Retype a passage of the Methanomethylophilus alvi text word for word, beginning at the words "Methanomethylophilus alvi is" and stopping after the words "described in 2023.".
START Text
Methanomethylophilus alvi

Scientific classification
- Domain: Archaea
- Kingdom: Methanobacteriati
- Phylum: Thermoplasmatota
- Class: Thermoplasmata
- Order: Methanomassiliicoccales
- Family: Methanomethylophilaceae
- Genus: Methanomethylophilus
- Species: M. alvi
- Binomial name: Methanomethylophilus alvi Borrel et al. 2023
- Type strain: JF1^{T} (= DSM 116292^{T}, CSUR Q3320^{T})

= Methanomethylophilus alvi =

- Genus: Methanomethylophilus
- Species: alvi
- Authority: Borrel et al. 2023

Species of methanogenic archaea

Methanomethylophilus alvi is a species of methanogenic archaea in the family Methanomethylophilaceae. It is the type and only validly published species of the genus Methanomethylophilus, first isolated from the human gastrointestinal tract and formally described in 2023.

== Etymology ==
The species epithet alvi is derived from the Latin genitive form of "alvus", meaning "of the bowels", referencing its intestinal origin.

== Morphology and physiology ==
M. alvi is a small, coccoid-shaped, archaeon that forms colonies under strictly anaerobic conditions. It performs hydrogenotrophic methanogenesis using methylated compounds such as methanol, monomethylamine, dimethylamine, and trimethylamine as substrates, with molecular hydrogen serving as the electron donor It does not utilize acetate or carbon dioxide/hydrogen. Optimal growth occurs at 37°C, under conditions typical of the human gut microbiome.
END Text
START Data
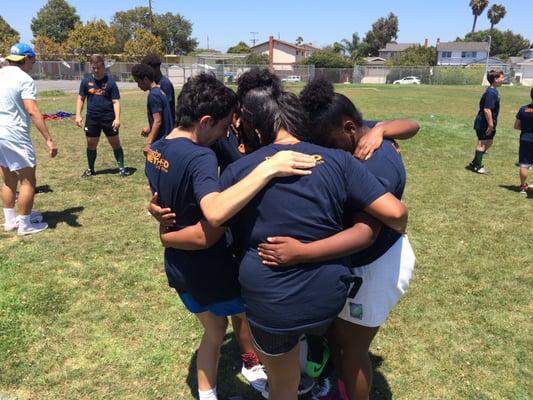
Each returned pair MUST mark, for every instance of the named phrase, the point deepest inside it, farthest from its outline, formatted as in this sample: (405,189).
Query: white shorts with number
(382,283)
(16,156)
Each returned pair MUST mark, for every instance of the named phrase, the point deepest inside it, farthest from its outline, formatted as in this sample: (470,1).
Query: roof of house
(398,46)
(462,46)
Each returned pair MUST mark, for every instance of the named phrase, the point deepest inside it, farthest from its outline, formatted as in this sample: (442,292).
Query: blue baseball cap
(19,51)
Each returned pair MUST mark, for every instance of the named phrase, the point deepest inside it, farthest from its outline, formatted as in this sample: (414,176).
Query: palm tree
(351,46)
(496,14)
(477,6)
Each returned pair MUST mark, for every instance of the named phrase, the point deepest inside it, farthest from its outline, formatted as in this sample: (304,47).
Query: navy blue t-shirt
(226,149)
(100,95)
(158,103)
(182,173)
(307,208)
(168,88)
(525,115)
(490,100)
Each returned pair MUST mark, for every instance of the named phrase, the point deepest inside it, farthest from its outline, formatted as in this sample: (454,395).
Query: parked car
(407,80)
(292,79)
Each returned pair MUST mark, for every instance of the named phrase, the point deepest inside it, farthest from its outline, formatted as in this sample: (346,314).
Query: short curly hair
(204,95)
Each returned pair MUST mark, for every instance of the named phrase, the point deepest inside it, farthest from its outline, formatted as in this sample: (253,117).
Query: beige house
(283,55)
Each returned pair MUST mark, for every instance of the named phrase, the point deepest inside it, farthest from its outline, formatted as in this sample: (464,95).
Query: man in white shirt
(18,107)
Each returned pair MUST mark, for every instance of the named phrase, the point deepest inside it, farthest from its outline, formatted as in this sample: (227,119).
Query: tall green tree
(477,6)
(240,48)
(496,14)
(55,20)
(95,37)
(383,31)
(8,36)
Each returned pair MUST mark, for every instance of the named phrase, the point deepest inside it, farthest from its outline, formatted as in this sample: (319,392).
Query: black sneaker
(88,173)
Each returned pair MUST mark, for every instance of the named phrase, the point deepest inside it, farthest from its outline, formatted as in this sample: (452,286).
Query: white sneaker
(32,228)
(255,376)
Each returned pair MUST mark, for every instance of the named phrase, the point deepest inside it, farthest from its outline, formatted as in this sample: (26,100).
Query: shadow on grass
(229,366)
(69,216)
(114,171)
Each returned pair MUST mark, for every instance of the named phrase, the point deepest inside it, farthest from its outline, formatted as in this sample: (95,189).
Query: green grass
(86,313)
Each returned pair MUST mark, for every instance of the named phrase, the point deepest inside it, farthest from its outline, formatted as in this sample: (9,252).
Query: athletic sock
(208,394)
(91,158)
(119,156)
(9,216)
(478,159)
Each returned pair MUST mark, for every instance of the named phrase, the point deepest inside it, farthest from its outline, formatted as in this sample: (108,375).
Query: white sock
(9,215)
(208,394)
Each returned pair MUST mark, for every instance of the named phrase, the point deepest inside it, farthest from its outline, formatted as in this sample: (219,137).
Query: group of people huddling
(301,235)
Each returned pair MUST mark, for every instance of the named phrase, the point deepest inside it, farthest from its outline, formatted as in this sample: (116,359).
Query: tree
(93,38)
(257,59)
(143,43)
(175,33)
(496,14)
(415,55)
(8,36)
(47,48)
(327,58)
(55,20)
(240,48)
(477,6)
(503,44)
(383,31)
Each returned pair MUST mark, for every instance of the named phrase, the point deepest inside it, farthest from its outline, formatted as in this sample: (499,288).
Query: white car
(407,80)
(292,79)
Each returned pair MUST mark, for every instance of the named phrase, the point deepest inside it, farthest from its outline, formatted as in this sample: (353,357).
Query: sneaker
(306,385)
(255,375)
(322,389)
(33,228)
(88,173)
END Data
■ Exercise answer ■
Methanomethylophilus alvi is a species of methanogenic archaea in the family Methanomethylophilaceae. It is the type and only validly published species of the genus Methanomethylophilus, first isolated from the human gastrointestinal tract and formally described in 2023.